--- Records for the task Enclosed Below ---

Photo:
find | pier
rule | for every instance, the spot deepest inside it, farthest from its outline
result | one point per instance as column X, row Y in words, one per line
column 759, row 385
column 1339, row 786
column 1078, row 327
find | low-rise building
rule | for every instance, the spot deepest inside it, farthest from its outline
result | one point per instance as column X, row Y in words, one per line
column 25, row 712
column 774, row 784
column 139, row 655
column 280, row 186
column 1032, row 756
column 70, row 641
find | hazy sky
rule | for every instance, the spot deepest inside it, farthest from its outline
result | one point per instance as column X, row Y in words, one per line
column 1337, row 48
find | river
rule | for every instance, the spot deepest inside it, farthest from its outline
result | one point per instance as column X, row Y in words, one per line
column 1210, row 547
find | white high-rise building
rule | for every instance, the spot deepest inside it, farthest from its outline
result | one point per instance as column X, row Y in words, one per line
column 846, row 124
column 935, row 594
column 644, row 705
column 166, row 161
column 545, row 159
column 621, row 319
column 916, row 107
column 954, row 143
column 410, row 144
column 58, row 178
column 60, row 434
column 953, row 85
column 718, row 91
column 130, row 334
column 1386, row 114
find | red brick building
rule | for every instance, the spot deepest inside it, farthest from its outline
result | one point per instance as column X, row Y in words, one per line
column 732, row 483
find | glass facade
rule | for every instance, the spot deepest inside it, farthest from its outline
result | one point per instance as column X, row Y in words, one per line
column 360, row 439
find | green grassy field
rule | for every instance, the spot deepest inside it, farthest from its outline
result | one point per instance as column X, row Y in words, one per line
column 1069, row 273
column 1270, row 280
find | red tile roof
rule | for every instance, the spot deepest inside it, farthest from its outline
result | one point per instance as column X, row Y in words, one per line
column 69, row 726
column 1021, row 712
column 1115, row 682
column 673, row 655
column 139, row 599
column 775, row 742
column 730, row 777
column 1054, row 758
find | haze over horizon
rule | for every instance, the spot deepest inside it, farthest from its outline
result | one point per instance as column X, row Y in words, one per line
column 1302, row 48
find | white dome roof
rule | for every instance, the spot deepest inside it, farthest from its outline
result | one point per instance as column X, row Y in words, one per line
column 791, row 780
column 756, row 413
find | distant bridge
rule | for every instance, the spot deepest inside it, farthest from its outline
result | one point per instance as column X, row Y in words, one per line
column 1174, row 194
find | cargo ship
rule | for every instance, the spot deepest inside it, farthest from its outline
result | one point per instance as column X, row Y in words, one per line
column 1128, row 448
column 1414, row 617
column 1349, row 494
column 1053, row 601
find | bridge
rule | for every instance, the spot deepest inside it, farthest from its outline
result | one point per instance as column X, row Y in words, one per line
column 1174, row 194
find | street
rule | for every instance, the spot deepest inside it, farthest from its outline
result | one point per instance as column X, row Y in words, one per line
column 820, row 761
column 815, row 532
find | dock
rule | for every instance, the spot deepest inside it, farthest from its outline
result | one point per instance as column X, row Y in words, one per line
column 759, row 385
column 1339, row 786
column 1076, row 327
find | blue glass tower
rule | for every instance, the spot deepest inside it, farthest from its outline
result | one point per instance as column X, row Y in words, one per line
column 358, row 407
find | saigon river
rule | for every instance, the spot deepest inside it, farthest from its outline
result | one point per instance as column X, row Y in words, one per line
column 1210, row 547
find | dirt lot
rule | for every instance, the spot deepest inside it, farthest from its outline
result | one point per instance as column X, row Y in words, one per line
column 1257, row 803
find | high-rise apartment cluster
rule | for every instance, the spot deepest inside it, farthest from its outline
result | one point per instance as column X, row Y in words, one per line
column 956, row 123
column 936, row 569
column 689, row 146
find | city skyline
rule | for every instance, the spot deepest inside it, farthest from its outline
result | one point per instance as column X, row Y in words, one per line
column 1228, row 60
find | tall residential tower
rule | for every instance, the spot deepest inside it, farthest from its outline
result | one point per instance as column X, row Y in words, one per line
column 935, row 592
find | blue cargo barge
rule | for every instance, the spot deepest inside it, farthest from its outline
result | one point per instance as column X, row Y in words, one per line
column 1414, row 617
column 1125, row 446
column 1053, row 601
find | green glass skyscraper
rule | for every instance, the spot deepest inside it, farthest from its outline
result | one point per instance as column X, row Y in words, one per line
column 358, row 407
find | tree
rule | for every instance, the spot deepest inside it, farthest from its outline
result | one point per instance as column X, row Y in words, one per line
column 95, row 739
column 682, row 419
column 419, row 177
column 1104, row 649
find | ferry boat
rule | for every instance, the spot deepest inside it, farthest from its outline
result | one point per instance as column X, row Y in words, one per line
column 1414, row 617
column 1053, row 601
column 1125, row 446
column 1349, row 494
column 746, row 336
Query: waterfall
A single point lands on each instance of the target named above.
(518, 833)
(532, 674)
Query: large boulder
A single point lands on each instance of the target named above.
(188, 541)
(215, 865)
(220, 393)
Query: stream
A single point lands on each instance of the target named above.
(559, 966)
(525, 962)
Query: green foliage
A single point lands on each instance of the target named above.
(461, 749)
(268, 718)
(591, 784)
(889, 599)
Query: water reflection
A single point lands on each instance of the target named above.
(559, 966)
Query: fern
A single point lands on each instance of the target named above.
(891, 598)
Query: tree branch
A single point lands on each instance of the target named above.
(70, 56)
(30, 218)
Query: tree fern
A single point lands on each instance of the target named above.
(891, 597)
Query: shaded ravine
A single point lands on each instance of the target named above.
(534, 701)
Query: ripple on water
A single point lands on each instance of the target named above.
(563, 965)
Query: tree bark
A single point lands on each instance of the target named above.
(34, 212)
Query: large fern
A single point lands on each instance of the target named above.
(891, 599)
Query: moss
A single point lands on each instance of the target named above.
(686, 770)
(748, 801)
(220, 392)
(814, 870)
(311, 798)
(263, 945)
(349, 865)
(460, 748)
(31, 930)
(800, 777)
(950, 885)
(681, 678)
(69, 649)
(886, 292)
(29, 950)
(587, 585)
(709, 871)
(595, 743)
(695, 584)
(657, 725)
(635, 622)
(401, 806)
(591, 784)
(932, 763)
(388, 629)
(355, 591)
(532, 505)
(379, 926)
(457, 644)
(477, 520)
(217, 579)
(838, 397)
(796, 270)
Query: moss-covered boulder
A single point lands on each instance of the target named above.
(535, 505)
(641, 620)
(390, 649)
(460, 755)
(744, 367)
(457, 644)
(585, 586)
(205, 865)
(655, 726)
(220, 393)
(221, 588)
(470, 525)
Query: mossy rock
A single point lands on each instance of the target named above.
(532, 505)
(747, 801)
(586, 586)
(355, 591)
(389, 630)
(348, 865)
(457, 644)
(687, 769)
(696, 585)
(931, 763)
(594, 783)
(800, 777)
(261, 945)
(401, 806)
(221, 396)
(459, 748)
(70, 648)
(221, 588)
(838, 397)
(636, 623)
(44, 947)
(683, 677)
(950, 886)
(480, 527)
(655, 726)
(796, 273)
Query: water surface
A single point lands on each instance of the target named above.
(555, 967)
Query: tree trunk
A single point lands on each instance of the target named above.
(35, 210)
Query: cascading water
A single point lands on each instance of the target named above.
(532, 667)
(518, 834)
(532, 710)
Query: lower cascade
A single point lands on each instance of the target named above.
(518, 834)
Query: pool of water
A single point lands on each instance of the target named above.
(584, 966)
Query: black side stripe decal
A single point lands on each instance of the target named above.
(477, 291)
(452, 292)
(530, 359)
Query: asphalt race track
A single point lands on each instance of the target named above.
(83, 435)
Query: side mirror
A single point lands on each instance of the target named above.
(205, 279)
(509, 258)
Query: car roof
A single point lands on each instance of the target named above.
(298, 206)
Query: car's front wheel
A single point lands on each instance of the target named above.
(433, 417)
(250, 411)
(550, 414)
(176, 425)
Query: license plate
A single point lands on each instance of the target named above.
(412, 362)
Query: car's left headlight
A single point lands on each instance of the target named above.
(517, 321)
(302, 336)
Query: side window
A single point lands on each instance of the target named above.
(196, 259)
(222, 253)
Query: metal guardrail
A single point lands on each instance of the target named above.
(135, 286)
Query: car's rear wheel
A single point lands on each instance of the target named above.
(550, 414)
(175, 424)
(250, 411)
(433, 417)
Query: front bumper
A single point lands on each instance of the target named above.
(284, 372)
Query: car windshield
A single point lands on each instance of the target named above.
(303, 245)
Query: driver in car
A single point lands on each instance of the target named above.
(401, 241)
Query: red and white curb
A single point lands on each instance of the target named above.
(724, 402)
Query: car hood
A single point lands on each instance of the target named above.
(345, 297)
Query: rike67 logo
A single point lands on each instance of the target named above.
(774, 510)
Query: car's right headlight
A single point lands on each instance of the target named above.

--- End of Enclosed Records for the task ---

Your goal
Copy out only the lines above from the one with "Query: front bumper" to the one with "Query: driver in car", inclusive, exactly as they stand.

Task response
Query: front bumper
A single point lands on each instance of the target named above.
(284, 372)
Query: car windshield
A single point lands on each instance of the target named above.
(303, 245)
Query: driver in car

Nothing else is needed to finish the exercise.